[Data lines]
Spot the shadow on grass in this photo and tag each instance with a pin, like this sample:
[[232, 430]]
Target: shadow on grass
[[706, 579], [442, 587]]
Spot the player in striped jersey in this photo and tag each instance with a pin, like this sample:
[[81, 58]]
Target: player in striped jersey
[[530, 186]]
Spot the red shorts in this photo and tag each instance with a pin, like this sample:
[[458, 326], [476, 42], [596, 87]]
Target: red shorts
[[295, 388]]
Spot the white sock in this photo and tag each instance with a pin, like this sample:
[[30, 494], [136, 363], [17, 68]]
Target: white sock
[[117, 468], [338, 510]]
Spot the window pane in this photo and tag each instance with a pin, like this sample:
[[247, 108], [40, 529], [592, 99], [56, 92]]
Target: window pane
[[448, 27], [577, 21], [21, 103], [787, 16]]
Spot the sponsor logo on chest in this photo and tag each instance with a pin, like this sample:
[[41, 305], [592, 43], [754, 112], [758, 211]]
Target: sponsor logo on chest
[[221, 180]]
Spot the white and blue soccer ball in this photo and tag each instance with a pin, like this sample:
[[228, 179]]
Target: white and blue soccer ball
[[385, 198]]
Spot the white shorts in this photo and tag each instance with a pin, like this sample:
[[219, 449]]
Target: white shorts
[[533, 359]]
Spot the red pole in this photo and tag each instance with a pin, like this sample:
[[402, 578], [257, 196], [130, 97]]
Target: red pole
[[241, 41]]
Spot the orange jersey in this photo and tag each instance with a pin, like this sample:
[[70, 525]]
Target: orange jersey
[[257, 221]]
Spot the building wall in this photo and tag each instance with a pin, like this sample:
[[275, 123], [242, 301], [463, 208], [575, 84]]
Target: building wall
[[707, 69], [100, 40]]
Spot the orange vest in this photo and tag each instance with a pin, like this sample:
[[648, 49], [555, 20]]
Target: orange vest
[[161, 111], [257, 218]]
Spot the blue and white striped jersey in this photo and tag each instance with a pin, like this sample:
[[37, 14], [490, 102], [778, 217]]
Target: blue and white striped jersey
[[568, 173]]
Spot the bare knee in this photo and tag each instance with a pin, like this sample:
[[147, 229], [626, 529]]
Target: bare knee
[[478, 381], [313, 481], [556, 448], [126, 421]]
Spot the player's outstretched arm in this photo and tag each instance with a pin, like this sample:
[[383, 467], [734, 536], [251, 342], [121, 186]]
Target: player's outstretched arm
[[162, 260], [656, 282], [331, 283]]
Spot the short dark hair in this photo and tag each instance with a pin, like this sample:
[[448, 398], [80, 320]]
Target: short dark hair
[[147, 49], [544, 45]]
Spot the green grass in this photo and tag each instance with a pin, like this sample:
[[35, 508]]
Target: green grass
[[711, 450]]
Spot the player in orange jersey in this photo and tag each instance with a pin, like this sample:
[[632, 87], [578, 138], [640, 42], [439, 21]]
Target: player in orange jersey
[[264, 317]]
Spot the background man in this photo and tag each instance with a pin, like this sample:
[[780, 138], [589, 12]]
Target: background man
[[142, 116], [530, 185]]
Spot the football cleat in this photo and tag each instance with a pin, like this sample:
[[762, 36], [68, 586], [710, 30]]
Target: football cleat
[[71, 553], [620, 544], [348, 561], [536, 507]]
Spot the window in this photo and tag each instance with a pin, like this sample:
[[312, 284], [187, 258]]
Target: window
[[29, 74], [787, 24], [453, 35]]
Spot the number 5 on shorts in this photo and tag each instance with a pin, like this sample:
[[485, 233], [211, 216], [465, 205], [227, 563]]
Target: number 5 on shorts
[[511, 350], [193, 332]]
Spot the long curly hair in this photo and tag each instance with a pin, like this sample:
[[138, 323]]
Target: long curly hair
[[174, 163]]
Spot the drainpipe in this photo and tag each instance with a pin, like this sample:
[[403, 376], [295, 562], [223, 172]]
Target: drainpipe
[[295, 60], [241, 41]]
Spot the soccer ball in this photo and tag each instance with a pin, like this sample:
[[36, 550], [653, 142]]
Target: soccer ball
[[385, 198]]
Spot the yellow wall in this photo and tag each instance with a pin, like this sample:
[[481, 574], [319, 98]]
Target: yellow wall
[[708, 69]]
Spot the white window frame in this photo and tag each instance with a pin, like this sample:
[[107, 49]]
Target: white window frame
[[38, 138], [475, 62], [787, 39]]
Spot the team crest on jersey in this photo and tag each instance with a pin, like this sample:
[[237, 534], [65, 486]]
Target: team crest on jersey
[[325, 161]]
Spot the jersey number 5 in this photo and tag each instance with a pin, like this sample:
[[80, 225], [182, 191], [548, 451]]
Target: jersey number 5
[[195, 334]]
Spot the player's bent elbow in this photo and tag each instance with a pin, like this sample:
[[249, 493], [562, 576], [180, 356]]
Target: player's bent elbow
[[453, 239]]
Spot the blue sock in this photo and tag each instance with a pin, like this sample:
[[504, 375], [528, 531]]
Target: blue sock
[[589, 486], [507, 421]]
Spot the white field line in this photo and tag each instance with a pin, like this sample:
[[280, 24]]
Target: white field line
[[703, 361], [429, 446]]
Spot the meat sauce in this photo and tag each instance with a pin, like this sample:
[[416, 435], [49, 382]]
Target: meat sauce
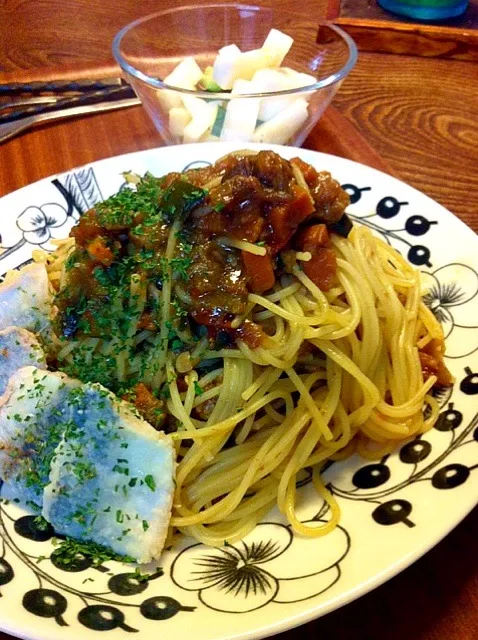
[[250, 198], [255, 199]]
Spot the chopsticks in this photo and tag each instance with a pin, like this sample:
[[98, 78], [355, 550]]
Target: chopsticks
[[58, 86], [30, 100]]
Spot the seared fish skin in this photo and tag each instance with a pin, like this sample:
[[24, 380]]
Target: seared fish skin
[[33, 413], [111, 478], [97, 470], [26, 301], [18, 348]]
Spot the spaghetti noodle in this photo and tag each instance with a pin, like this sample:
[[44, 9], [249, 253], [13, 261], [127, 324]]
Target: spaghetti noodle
[[239, 312]]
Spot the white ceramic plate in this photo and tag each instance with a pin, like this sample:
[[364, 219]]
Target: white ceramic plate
[[392, 511]]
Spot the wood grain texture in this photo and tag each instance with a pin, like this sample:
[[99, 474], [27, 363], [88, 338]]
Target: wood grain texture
[[415, 118], [422, 117], [375, 29]]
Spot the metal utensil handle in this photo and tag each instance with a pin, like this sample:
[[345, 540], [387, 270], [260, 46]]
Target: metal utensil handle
[[59, 86], [92, 97], [11, 129]]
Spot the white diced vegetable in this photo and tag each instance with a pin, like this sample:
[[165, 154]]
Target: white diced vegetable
[[265, 81], [179, 117], [281, 128], [203, 114], [251, 61], [279, 43], [223, 72], [185, 76], [241, 114]]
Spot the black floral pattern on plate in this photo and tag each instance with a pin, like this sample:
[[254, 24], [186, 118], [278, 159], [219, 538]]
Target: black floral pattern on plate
[[264, 569]]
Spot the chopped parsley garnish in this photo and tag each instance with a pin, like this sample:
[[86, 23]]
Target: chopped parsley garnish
[[198, 390], [68, 551], [150, 482]]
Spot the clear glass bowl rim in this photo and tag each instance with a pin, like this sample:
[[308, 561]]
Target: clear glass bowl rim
[[158, 84]]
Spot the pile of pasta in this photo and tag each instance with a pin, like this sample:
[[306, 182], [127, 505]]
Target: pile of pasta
[[339, 372]]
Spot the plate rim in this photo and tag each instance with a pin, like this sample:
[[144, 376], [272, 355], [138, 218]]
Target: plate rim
[[310, 612]]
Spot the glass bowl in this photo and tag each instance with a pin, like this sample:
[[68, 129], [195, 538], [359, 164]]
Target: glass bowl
[[150, 48]]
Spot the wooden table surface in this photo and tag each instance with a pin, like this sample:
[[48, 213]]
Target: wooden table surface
[[415, 117]]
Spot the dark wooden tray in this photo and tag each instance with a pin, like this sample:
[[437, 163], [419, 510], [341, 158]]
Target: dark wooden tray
[[374, 29]]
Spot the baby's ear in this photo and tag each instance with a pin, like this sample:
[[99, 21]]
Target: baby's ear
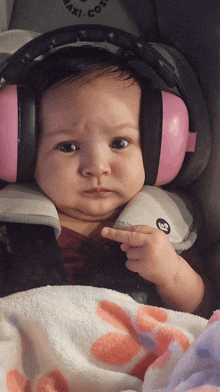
[[173, 213]]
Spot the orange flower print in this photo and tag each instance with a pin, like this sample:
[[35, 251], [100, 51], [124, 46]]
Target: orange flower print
[[118, 348], [50, 382]]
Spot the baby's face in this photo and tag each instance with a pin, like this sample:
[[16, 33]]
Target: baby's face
[[90, 139]]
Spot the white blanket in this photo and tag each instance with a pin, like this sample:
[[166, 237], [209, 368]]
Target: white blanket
[[73, 338]]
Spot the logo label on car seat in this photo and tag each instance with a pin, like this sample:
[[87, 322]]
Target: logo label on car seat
[[163, 225], [85, 8]]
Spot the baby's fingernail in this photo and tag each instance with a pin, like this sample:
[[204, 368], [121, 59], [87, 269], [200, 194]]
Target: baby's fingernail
[[105, 231]]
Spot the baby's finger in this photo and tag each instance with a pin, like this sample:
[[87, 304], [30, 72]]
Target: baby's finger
[[133, 265], [128, 236]]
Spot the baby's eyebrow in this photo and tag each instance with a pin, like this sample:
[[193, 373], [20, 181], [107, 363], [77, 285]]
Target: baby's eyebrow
[[58, 132], [69, 132]]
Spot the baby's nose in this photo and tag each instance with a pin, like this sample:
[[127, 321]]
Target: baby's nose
[[95, 164]]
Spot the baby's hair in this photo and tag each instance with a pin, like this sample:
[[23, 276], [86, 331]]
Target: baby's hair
[[72, 63]]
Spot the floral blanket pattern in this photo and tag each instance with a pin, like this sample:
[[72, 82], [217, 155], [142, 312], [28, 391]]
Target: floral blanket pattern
[[74, 338]]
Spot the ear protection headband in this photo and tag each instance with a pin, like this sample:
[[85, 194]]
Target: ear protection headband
[[174, 123]]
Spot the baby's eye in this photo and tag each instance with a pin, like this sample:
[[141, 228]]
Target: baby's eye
[[67, 147], [120, 143]]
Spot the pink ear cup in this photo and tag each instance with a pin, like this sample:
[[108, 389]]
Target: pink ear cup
[[176, 138], [8, 133]]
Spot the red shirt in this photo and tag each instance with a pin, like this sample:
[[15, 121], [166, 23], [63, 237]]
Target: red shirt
[[71, 244]]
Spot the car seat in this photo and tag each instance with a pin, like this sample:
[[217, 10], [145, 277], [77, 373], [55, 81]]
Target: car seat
[[189, 26]]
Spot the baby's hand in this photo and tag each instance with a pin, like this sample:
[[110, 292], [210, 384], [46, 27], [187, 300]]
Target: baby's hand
[[149, 252]]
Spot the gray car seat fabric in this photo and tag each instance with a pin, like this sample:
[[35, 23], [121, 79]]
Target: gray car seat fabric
[[28, 204], [191, 26]]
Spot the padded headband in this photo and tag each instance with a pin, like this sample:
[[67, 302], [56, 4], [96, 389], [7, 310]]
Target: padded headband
[[166, 68]]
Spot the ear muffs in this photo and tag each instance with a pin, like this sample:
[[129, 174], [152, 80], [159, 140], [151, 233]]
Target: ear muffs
[[174, 122], [164, 125]]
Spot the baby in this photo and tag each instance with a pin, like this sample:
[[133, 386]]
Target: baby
[[89, 163]]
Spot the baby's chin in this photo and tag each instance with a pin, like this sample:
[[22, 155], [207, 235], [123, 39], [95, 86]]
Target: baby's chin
[[88, 216]]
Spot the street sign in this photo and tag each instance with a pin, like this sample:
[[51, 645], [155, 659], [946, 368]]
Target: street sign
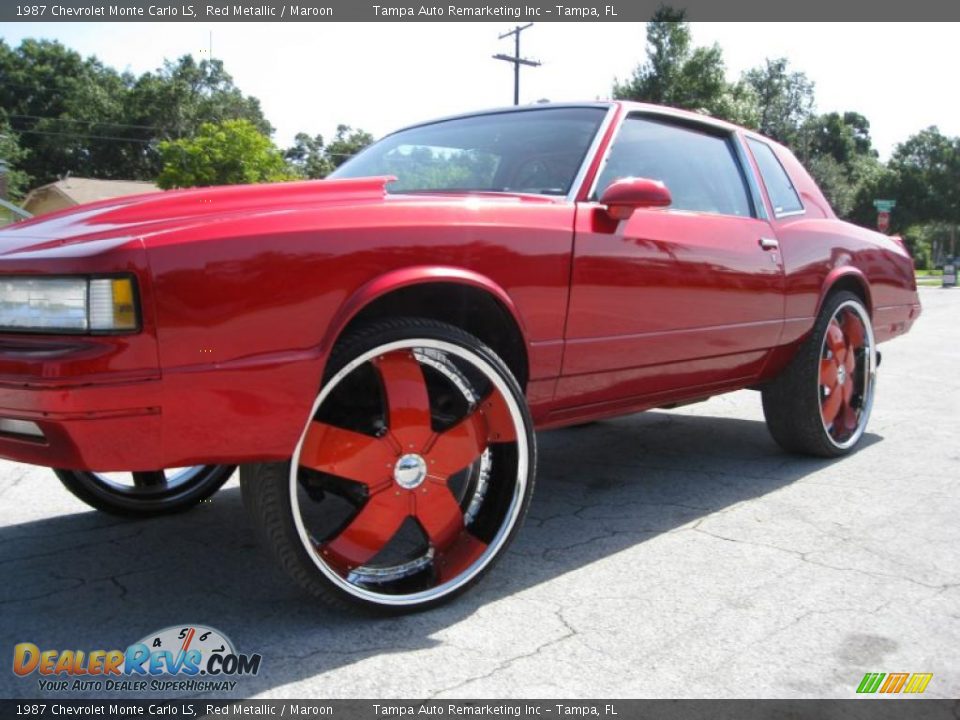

Exercise brief: Format the lines as a numbered list with blank lines omitted, beginning with the first line of the items and continuing through the line that contains "[[530, 186]]".

Written reply:
1. Spot the shadow on grass in this photo and tag each instance with a pin, like this sample:
2. [[232, 430]]
3. Target: shadow on grass
4. [[706, 579], [442, 587]]
5. Spot the player in striped jersey in this photo and tag each instance with a pin, like this sample:
6. [[81, 58]]
7. Target: player in striped jersey
8. [[530, 186]]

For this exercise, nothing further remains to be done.